*Problem statement*
Render every line of the records below as a Markdown table with the columns Row and Line, numbering each line in order and omitting blank lines.

*Available data*
☆ ☆ ☆ ☆
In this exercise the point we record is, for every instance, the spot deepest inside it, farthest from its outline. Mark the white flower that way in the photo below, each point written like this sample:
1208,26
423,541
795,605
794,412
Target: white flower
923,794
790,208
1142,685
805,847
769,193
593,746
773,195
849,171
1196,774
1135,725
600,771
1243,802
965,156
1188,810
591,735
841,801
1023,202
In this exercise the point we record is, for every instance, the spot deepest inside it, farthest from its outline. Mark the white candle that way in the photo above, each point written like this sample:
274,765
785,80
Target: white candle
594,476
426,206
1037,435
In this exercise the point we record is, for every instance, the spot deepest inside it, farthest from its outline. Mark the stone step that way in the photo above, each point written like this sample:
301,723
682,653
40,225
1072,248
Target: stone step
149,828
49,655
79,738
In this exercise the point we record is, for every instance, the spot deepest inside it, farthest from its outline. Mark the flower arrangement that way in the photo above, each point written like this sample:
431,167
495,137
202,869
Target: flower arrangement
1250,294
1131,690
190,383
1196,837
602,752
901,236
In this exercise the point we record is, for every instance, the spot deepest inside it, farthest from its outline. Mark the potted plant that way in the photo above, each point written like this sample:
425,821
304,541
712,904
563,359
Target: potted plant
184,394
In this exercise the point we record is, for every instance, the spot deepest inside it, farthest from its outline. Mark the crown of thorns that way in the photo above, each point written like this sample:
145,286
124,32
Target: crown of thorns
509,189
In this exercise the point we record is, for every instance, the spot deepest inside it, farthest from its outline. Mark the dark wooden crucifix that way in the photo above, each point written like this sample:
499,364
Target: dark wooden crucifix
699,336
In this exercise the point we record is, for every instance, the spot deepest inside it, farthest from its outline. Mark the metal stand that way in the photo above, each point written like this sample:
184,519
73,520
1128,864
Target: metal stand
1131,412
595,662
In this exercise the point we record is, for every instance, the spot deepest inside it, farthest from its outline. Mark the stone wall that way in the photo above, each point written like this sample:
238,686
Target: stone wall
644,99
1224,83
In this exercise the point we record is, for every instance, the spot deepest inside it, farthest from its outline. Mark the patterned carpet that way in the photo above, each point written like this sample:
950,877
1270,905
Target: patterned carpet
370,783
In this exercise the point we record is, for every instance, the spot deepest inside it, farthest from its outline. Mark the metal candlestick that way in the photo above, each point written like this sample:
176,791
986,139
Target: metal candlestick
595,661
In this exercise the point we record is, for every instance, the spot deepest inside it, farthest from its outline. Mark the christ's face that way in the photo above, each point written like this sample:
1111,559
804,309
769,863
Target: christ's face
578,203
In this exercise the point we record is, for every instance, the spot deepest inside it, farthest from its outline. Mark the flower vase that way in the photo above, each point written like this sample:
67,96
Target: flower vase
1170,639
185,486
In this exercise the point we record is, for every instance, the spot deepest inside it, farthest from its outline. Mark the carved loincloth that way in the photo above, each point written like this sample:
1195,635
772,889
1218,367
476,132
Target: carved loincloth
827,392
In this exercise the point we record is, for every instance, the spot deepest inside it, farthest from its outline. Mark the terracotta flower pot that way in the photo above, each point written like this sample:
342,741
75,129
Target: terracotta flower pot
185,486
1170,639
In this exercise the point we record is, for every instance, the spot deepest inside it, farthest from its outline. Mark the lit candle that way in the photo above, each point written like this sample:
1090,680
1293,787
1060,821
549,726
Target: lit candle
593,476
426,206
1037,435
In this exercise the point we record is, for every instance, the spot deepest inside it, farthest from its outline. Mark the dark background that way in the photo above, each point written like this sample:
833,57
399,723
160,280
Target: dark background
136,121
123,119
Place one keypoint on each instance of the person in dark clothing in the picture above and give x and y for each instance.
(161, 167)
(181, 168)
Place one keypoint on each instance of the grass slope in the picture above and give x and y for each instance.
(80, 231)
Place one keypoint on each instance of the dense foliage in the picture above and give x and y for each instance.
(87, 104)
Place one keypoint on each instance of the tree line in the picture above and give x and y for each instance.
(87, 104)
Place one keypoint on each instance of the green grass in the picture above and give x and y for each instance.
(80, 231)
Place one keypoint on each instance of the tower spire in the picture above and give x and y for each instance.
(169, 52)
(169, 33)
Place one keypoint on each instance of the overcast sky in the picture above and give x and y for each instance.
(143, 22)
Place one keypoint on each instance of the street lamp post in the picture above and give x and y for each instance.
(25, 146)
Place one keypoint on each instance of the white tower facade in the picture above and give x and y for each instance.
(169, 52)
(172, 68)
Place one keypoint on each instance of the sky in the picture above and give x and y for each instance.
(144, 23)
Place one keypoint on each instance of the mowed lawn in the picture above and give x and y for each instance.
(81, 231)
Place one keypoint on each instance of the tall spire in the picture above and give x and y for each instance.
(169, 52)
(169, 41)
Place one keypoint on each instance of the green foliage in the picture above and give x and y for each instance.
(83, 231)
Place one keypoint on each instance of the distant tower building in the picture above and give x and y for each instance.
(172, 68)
☆ ☆ ☆ ☆
*Response below*
| Row | Line |
|---|---|
| 1 | In this exercise the point we record is, for every instance, the spot deepest inside it, farthest from its outline. Mark the white flower that way in the photo below, each point written like this sample: |
| 2 | 1208,26 |
| 3 | 423,541 |
| 4 | 795,605 |
| 5 | 794,412 |
| 6 | Target: white flower |
| 7 | 923,794 |
| 8 | 790,208 |
| 9 | 1142,685 |
| 10 | 805,847 |
| 11 | 769,193 |
| 12 | 593,746 |
| 13 | 773,195 |
| 14 | 849,171 |
| 15 | 1196,774 |
| 16 | 1135,725 |
| 17 | 600,771 |
| 18 | 1243,802 |
| 19 | 965,156 |
| 20 | 1188,810 |
| 21 | 591,735 |
| 22 | 841,801 |
| 23 | 1023,202 |
| 24 | In this exercise the point we record is, for every instance, the spot deepest inside it, farthest from its outline. Mark the white candle that way in the photo above, each point written like this sample: |
| 25 | 274,765 |
| 26 | 785,80 |
| 27 | Target: white candle |
| 28 | 594,476 |
| 29 | 426,206 |
| 30 | 1037,435 |
| 31 | In this exercise the point we record is, for every instance, the spot deepest inside it, farthest from its outline. Mark the stone step that way in the photo above, each point written like this sample: |
| 32 | 301,723 |
| 33 | 682,653 |
| 34 | 40,225 |
| 35 | 1072,248 |
| 36 | Target: stone step |
| 37 | 149,828 |
| 38 | 49,655 |
| 39 | 79,738 |
| 40 | In this exercise the point we record is, for every instance, the spot deepest inside it, farthest from its outline. Mark the flower arrangement that way in the photo above, each point written like this sample: |
| 41 | 431,167 |
| 42 | 495,137 |
| 43 | 202,869 |
| 44 | Target: flower arrangement |
| 45 | 1250,294 |
| 46 | 1131,690 |
| 47 | 190,383 |
| 48 | 1196,837 |
| 49 | 602,752 |
| 50 | 901,236 |
| 51 | In this exercise the point we record is, for every instance, the spot deepest inside it, farthest from its outline. Mark the potted plant that way in the photo above, each point written like this sample: |
| 52 | 425,821 |
| 53 | 304,541 |
| 54 | 712,904 |
| 55 | 563,359 |
| 56 | Target: potted plant |
| 57 | 184,394 |
| 58 | In this exercise the point we record is, for every instance, the spot deepest inside it, farthest from its outline. Mark the crown of thorns that way in the photo above, each point written like this sample: |
| 59 | 145,286 |
| 60 | 124,32 |
| 61 | Target: crown of thorns |
| 62 | 509,189 |
| 63 | In this exercise the point we record is, for every instance, the spot deepest inside it, farthest from its outline. Mark the dark wooden crucifix that way in the photo above, each point written like this sample: |
| 64 | 499,364 |
| 65 | Target: dark wooden crucifix |
| 66 | 699,336 |
| 67 | In this exercise the point we record is, for every instance, the spot deepest inside it, farthest from its outline. Mark the metal stand that way in the photo above, each point written like this sample: |
| 68 | 184,519 |
| 69 | 73,520 |
| 70 | 1128,864 |
| 71 | Target: metal stand |
| 72 | 1131,412 |
| 73 | 595,662 |
| 74 | In this exercise the point we record is, for every instance, the spot deepest inside it, farthest from its outline. Mark the stone wall that way in the photo above, each point written like this sample: |
| 75 | 238,686 |
| 76 | Target: stone wall |
| 77 | 644,99 |
| 78 | 1224,83 |
| 79 | In this exercise the point we record is, for every instance, the spot deepest inside it, farthest from its outline. Mark the patterned carpet that way in the photo above, each point written like this sample: |
| 80 | 950,877 |
| 81 | 1270,905 |
| 82 | Target: patterned carpet |
| 83 | 370,783 |
| 84 | In this exercise the point we record is, for every instance, the spot deepest inside it, farthest from its outline. Mark the metal candlestick that way in the photo above, each point written like this sample: |
| 85 | 176,791 |
| 86 | 986,139 |
| 87 | Target: metal candlestick |
| 88 | 595,661 |
| 89 | In this exercise the point we record is, for every instance, the spot deepest inside it, farthest from its outline. Mark the christ's face that way in the photo above, each point written like this sample: |
| 90 | 1111,559 |
| 91 | 804,309 |
| 92 | 769,863 |
| 93 | Target: christ's face |
| 94 | 578,203 |
| 95 | In this exercise the point we record is, for every instance, the spot deepest inside it, farthest from its outline. Mark the flower vase that way in the photo above, each point written like this sample: |
| 96 | 67,96 |
| 97 | Target: flower vase |
| 98 | 1170,639 |
| 99 | 185,486 |
| 100 | In this exercise the point we record is, for every instance, the spot deepest inside it, farthest from its outline. Mark the carved loincloth that way in the photo above, each point written like this sample: |
| 101 | 1195,635 |
| 102 | 772,889 |
| 103 | 1218,367 |
| 104 | 476,132 |
| 105 | Target: carved loincloth |
| 106 | 827,392 |
| 107 | In this exercise the point we record is, for every instance, the spot deepest inside it, farthest from its outline. Mark the terracotta flower pot that way in the photo above, each point written like this sample: |
| 108 | 342,741 |
| 109 | 75,129 |
| 110 | Target: terracotta flower pot |
| 111 | 185,486 |
| 112 | 1170,639 |
| 113 | In this exercise the point we record is, for every instance, the spot deepest inside it, farthest from its outline. Mark the lit candle that way in the photo above, each point written like this sample: |
| 114 | 1090,680 |
| 115 | 1293,787 |
| 116 | 1060,821 |
| 117 | 549,726 |
| 118 | Target: lit candle |
| 119 | 593,476 |
| 120 | 426,206 |
| 121 | 1037,435 |
| 122 | In this exercise the point we record is, for every instance, the spot deepest inside it, farthest from its outline. Mark the dark background that way in the photo above, each point written like this sample: |
| 123 | 833,57 |
| 124 | 399,723 |
| 125 | 160,280 |
| 126 | Target: dark background |
| 127 | 136,121 |
| 128 | 123,119 |
| 129 | Place one keypoint on each instance of the person in dark clothing in the picture above and give x and y for each instance. |
| 130 | (161, 167) |
| 131 | (181, 168) |
| 132 | Place one keypoint on each instance of the grass slope in the picture above and give x and y for each instance. |
| 133 | (80, 231) |
| 134 | Place one keypoint on each instance of the dense foliage in the picture above and give x and y for each instance. |
| 135 | (87, 104) |
| 136 | Place one keypoint on each instance of the tree line in the picture above and give x and y for each instance. |
| 137 | (87, 104) |
| 138 | Place one keypoint on each instance of the green grass in the picture above and give x and y for each instance. |
| 139 | (80, 231) |
| 140 | Place one keypoint on each instance of the tower spire in the picture above and give x and y for each instance. |
| 141 | (169, 52) |
| 142 | (169, 33) |
| 143 | Place one keypoint on each instance of the overcast sky in the picture above and give x and y for each instance. |
| 144 | (143, 22) |
| 145 | Place one keypoint on each instance of the street lamp post in the picture above and give x and y for each instance. |
| 146 | (25, 146) |
| 147 | Place one keypoint on each instance of the white tower facade in the picture above and give x and y for each instance. |
| 148 | (169, 52) |
| 149 | (172, 68) |
| 150 | Place one keypoint on each instance of the sky in the picture above and give x and y for each instance. |
| 151 | (144, 23) |
| 152 | Place one keypoint on each instance of the mowed lawn in the picture above and give x and y for each instance. |
| 153 | (81, 231) |
| 154 | Place one keypoint on each instance of the tall spire in the picture above and give x and y for each instance. |
| 155 | (169, 52) |
| 156 | (169, 41) |
| 157 | Place one keypoint on each instance of the green foliage in the picture above and give x and y for each instance. |
| 158 | (83, 231) |
| 159 | Place one keypoint on each instance of the distant tower building in the picture above and give x and y for each instance. |
| 160 | (172, 68) |